THE TASK ->
Reproduce every one of the items below verbatim, changing nothing in any line.
======== DATA EXTRACT
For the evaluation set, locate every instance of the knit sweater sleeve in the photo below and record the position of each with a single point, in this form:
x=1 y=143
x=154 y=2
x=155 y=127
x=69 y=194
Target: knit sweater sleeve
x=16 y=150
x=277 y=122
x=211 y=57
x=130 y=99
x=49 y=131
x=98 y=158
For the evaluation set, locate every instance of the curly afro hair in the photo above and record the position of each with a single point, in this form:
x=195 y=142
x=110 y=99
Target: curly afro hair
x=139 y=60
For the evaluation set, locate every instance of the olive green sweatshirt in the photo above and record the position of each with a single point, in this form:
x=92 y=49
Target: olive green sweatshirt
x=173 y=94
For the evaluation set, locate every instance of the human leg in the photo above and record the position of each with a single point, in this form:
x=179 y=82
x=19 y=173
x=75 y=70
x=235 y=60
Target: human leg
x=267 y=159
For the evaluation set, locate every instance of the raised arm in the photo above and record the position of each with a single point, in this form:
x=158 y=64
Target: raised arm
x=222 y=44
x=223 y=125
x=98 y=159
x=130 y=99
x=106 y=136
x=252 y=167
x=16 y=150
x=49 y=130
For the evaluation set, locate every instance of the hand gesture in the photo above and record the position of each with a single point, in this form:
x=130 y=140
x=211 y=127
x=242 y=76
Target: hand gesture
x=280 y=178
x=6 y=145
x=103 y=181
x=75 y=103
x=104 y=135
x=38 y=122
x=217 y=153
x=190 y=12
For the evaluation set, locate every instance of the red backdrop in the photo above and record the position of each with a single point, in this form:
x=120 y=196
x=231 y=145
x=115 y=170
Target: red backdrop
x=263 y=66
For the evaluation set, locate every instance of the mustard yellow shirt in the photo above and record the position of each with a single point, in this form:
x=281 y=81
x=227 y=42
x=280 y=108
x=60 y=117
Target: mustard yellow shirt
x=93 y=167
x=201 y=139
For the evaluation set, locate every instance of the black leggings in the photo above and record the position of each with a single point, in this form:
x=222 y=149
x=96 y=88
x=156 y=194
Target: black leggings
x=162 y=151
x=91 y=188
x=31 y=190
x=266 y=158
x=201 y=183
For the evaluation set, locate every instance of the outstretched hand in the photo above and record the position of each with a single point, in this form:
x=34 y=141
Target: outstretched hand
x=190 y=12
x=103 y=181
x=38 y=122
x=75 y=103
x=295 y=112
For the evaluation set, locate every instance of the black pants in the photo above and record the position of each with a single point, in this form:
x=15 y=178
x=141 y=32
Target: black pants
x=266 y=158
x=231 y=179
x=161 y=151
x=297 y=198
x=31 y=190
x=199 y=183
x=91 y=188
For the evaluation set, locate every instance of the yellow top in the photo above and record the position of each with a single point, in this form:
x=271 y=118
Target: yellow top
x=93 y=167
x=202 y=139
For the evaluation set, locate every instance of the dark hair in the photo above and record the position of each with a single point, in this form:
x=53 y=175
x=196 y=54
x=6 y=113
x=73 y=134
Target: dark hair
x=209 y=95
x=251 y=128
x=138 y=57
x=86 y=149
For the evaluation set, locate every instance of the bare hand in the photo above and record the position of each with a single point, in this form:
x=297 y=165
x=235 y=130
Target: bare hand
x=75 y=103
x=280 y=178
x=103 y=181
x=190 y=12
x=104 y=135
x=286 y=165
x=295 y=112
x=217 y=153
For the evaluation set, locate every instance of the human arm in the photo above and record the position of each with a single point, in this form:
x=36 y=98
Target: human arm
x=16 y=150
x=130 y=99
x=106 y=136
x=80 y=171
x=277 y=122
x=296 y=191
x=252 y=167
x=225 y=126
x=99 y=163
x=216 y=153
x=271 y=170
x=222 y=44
================
FULL RESPONSE ->
For the evaluation set, locate every instance of the knit sweater sleeve in the photo below and record the position of each with a single point, in this form:
x=1 y=143
x=154 y=2
x=155 y=127
x=69 y=194
Target: knit sweater sleeve
x=16 y=150
x=277 y=122
x=211 y=57
x=130 y=99
x=49 y=131
x=98 y=158
For the evaluation set, locate every instance of the curly afro hair in the photo above and record the position of each with a single point, in this form:
x=195 y=142
x=110 y=99
Target: curly afro hair
x=139 y=60
For the evaluation set, locate every instance of the olive green sweatshirt in the photo above and record the position of each with a single point, in this form:
x=92 y=49
Target: olive green sweatshirt
x=173 y=94
For the evaluation set, locate every instance of the human leg in the photo above and record the position of each with a single point, in this form:
x=179 y=82
x=19 y=173
x=75 y=70
x=235 y=60
Target: human leg
x=267 y=159
For the evaluation set, locate every instance of the raised arm in the photo above and record the position of each with a single point, in this form:
x=158 y=64
Target: raised arm
x=222 y=44
x=223 y=125
x=98 y=159
x=130 y=99
x=106 y=136
x=252 y=167
x=16 y=150
x=49 y=130
For the evaluation set, locate every instance of the hand gesture in the photo above and record the position of each with a single point, in this form:
x=130 y=140
x=211 y=127
x=242 y=76
Target: hand gesture
x=280 y=178
x=6 y=145
x=103 y=181
x=75 y=103
x=104 y=135
x=38 y=122
x=217 y=153
x=190 y=12
For the evaluation set, locate every instance of the red backdrop in the photo above and record the position of each with a single point, in this form:
x=120 y=196
x=231 y=145
x=115 y=170
Target: red backdrop
x=263 y=66
For the evaluation set, locate every instance of the mustard yellow shirt in the photo above and record the position of each with a single point, in this form:
x=281 y=81
x=227 y=42
x=280 y=108
x=60 y=117
Target: mustard yellow shirt
x=93 y=167
x=201 y=139
For the evaluation set, locate every instance of the black leggings in the photo above and record the position of each with a single point, in this form:
x=222 y=149
x=96 y=88
x=156 y=194
Target: black leggings
x=162 y=151
x=91 y=188
x=31 y=190
x=266 y=158
x=201 y=183
For the evaluation set, locate every instance of the outstretched hand in the photo above and record the position of each with a single point, in this form:
x=34 y=141
Target: outstretched hand
x=190 y=12
x=103 y=181
x=38 y=122
x=75 y=103
x=295 y=112
For the evaluation set, locate every instance of the black pants in the photo above and record the position of each with a single point, in this form:
x=15 y=178
x=141 y=32
Target: black pants
x=266 y=158
x=231 y=179
x=161 y=151
x=297 y=198
x=31 y=190
x=199 y=183
x=91 y=188
For the evaluation set, locate every instance of the yellow top in the photo above and record the position of each with a single point, in this form:
x=271 y=118
Target: yellow top
x=93 y=167
x=202 y=139
For the evaluation set, locate every instance of the dark hair in the photo above and record the position of each with a single point, in this form:
x=53 y=175
x=196 y=54
x=6 y=113
x=73 y=134
Target: dark hair
x=209 y=95
x=251 y=128
x=138 y=57
x=86 y=149
For the evaluation set, locate every instance of the bare hand in the photo above and record the position of each with a single point, in this form:
x=297 y=165
x=235 y=130
Target: bare hand
x=75 y=103
x=280 y=178
x=103 y=181
x=190 y=12
x=104 y=135
x=286 y=165
x=295 y=112
x=217 y=153
For the evaluation set, locate every instance of the human arm in the photo above and record the position of each with a single point, in this form:
x=36 y=98
Target: human arm
x=16 y=150
x=130 y=99
x=106 y=136
x=80 y=171
x=277 y=122
x=296 y=191
x=252 y=167
x=225 y=126
x=99 y=163
x=216 y=153
x=271 y=170
x=222 y=44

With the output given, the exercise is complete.